To-do list:
**A)** In the forum thread on optimizing tex2D performance, what compression ratio does the single-channel BC4 format give over an uncompressed R8 texture?
**B)** Copy the rows from the first one through the line containing "123;115;156;137", swapping "excavator track" for "crawler track" and leaving everything else unchanged.

Source:
— START —

Search Unity

Optimizing tex2D perforamance

Discussion in 'Shaders' started by exltus, Jan 21, 2021.

  1. exltus

    exltus

    Joined:
    Oct 10, 2015
    Posts:
    58
    Iam trying to optimize my tex2D calls by packing my single channel textures to packed textures. Lets say that I have shader code like this

    VARIANT 1
    Code (CSharp):
    1. // here I have 4 different textures any Iam sampling only one channel from each one
    2. half val1 = tex2D(_Tex1, i.uv1).r;
    3. half val2 = tex2D(_Tex2, i.uv2).r;
    4. half val3 = tex2D(_Tex3, i.uv3).r;
    5. half val4 = tex2D(_Tex4, i.uv4).r;

    VARIANT 2
    Code (CSharp):
    1. // here Iam sampling same texture multiple times (UV is always different - thats why I cant sample it just once) and texture contains desiered data in specific channels
    2. half val1 = tex2D(_TexPacked, i.uv1).r;
    3. half val2 = tex2D(_TexPacked, i.uv2).g;
    4. half val3 = tex2D(_TexPacked, i.uv3).b;
    5. half val4 = tex2D(_TexPacked, i.uv4).a;
    My question is - will be VARIANT 2 faster than VARIANT 1? Or is there any way how to optimize texture tex2D calls?
     
  2. bgolus

    bgolus

    Joined:
    Dec 7, 2012
    Posts:
    12,352
    VARIANT 1 vs VARIANT 2 can both be faster or slower than the other.

    There are a few ways to think about optimizing texture sampling.

    Texture compression and/or reduced resolution
    A compressed texture is faster to read from than an uncompressed texture. Or more specifically it's faster to load from the GPU's RAM into the texture unit's cache. The texture unit, the bit of hardware that actually samples the texture. It'll have some amount of local memory that needs to be filled from the GPU's main memory with a small chunk of the texture being sampled. That takes time, which slows things down. On PC there is a single channel compression format, BC4, but it is only a 2:1 compression ratio over an uncompressed R8. But a single RGBA DXT5, ASTC 6x6, or ETC2 texture will be better than four R8 textures, and can be better than four BC4 textures, but can also be worse.

— END —

Data extract:

— START —

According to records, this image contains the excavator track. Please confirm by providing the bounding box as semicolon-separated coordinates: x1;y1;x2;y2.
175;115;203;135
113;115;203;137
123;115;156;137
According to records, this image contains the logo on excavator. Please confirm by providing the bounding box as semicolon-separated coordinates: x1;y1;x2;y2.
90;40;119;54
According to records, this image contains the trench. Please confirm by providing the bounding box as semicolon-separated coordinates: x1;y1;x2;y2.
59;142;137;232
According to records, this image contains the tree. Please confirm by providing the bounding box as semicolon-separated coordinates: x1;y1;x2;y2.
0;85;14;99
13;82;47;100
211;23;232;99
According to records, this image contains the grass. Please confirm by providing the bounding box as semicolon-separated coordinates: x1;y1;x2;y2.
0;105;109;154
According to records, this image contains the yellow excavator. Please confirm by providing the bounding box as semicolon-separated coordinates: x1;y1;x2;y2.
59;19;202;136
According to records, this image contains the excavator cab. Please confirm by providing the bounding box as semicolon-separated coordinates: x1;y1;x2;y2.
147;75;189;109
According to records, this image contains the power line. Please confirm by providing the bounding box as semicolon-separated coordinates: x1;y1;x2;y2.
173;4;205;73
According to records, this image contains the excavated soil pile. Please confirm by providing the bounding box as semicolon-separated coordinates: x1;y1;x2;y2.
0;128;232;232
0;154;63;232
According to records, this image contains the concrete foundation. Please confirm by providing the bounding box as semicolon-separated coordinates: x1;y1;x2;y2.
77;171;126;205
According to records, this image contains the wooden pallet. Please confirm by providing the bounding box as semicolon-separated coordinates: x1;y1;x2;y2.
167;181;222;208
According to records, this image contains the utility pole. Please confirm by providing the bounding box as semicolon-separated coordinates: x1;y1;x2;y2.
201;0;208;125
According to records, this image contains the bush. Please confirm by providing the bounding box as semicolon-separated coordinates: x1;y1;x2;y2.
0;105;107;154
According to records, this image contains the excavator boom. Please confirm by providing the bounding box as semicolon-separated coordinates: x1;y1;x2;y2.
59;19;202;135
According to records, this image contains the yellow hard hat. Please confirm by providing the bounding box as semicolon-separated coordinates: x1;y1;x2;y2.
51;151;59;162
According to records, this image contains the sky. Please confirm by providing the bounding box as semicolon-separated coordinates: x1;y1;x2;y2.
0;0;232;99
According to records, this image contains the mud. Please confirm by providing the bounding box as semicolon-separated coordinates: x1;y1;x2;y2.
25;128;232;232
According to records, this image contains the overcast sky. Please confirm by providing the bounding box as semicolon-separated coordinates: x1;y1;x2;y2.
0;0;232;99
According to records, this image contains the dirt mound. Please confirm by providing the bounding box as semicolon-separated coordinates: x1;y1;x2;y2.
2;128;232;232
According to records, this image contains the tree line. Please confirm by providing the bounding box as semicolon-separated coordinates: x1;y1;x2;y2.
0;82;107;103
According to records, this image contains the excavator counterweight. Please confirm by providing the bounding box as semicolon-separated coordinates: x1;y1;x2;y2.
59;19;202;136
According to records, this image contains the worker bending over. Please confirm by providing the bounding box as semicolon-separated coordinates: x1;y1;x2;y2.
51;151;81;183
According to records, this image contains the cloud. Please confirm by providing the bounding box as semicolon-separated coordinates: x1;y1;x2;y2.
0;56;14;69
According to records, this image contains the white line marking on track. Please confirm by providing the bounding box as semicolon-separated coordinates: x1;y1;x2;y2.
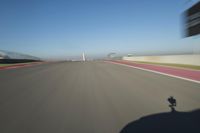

— END —

Task results:
**A)** 2:1

**B)**
According to records, this image contains the crawler track. Please confirm by providing the bounding box as semicolon-separated coordinates: x1;y1;x2;y2.
175;115;203;135
113;115;203;137
123;115;156;137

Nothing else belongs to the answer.